Segment Start: EXERCISE TEXT

José Daniel Ferrer García was appointed in February 2013 Executive Secretary of the Patriotic Union of Cuba (UNPACU) by all members of the UNPACU and still remains as Executive Secretary.

Since his release from prison, José Daniel Ferrer has been refused by the Cuban Government, until only once in 2016, to travel abroad, under his condition of having an extrapenal license, despite the fact that other opposition personalities have been able to do so and that the government has informed that anyone with Cuban passport could travel outside the island, since in mid-October 2012 the decree amending the immigration law in Cuba, which previously made it difficult to travel outside the island, was made official.

José Daniel Ferrer García was appointed in February 2013 Executive Secretary of the Patriotic Union of Cuba (UNPACU) by all members of the UNPACU and still remains as Executive Secretary.

Segment End: EXERCISE TEXT
Segment Start: STUDY MATERIAL

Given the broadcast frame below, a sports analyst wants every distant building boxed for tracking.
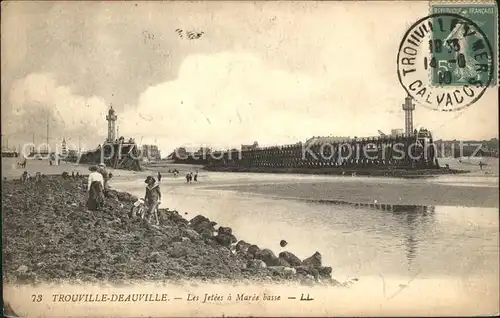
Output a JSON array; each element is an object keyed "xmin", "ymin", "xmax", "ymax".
[
  {"xmin": 142, "ymin": 145, "xmax": 161, "ymax": 160},
  {"xmin": 391, "ymin": 128, "xmax": 405, "ymax": 137},
  {"xmin": 61, "ymin": 138, "xmax": 68, "ymax": 157}
]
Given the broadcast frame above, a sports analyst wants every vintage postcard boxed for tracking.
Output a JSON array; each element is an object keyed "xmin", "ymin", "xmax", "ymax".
[{"xmin": 1, "ymin": 0, "xmax": 500, "ymax": 317}]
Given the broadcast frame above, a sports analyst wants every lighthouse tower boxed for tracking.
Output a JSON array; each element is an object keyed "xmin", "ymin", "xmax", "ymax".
[
  {"xmin": 403, "ymin": 95, "xmax": 415, "ymax": 136},
  {"xmin": 106, "ymin": 106, "xmax": 118, "ymax": 142},
  {"xmin": 61, "ymin": 138, "xmax": 68, "ymax": 157}
]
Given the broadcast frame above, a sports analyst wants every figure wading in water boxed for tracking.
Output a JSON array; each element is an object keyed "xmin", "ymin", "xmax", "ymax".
[{"xmin": 144, "ymin": 176, "xmax": 161, "ymax": 225}]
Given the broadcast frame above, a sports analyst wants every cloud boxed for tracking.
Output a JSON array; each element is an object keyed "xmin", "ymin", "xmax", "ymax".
[
  {"xmin": 2, "ymin": 73, "xmax": 108, "ymax": 147},
  {"xmin": 119, "ymin": 53, "xmax": 321, "ymax": 149}
]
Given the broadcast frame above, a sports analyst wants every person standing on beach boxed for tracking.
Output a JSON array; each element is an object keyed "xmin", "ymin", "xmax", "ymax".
[
  {"xmin": 144, "ymin": 176, "xmax": 161, "ymax": 225},
  {"xmin": 98, "ymin": 163, "xmax": 109, "ymax": 196},
  {"xmin": 87, "ymin": 166, "xmax": 104, "ymax": 211}
]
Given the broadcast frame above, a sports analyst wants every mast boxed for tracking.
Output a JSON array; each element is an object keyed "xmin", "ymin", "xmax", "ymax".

Segment End: STUDY MATERIAL

▶ **PROBLEM A**:
Answer these from the text about José Daniel Ferrer García:
(i) In what month and year was he appointed Executive Secretary of the Patriotic Union of Cuba?
(ii) Under what condition was he refused permission to travel abroad?
(iii) When was the decree amending Cuba's immigration law made official?
▶ **PROBLEM B**:
Carry on the text about José Daniel Ferrer García from the point where it stops.

▶ **EXERCISE OUTPUT A**:
(i) February 2013
(ii) His condition of having an extrapenal license
(iii) Mid-October 2012

▶ **EXERCISE OUTPUT B**:
However, years later, following the announcement of the reestablishment of Diplomatic relations between the Governments of the United States of America and Cuba, some organizations decided to separate in friendly terms and each return to their original organization, and so Jose Daniel Ferrer resumed in front of UNPACU, while between December 2014 and January 2015, Guillermo Farinas and Felix Navarro and their respective organizations left UNPACU.

Within the opposition to the Cuban government is characterized by its willingness, through the creation of sufficient "social mass" that "through non-violent struggle forces the government to sit at the negotiating table”, to achieve an "equal to equal and serious" dialogue in order to achieve the so-called "national reconciliation" and avoid any kind of "fraticide".

== 2019-2025 ==
On October 1, 2019, Ferrer was detained by the police after being assaulted in his own home alongside four other activists. In a closed-door trial, he received a 4 ½-year-imprisonment sentence for allegedly abducting and assaulting a man in jail. He served six months in jail and then after international pressure he was released on house arrest.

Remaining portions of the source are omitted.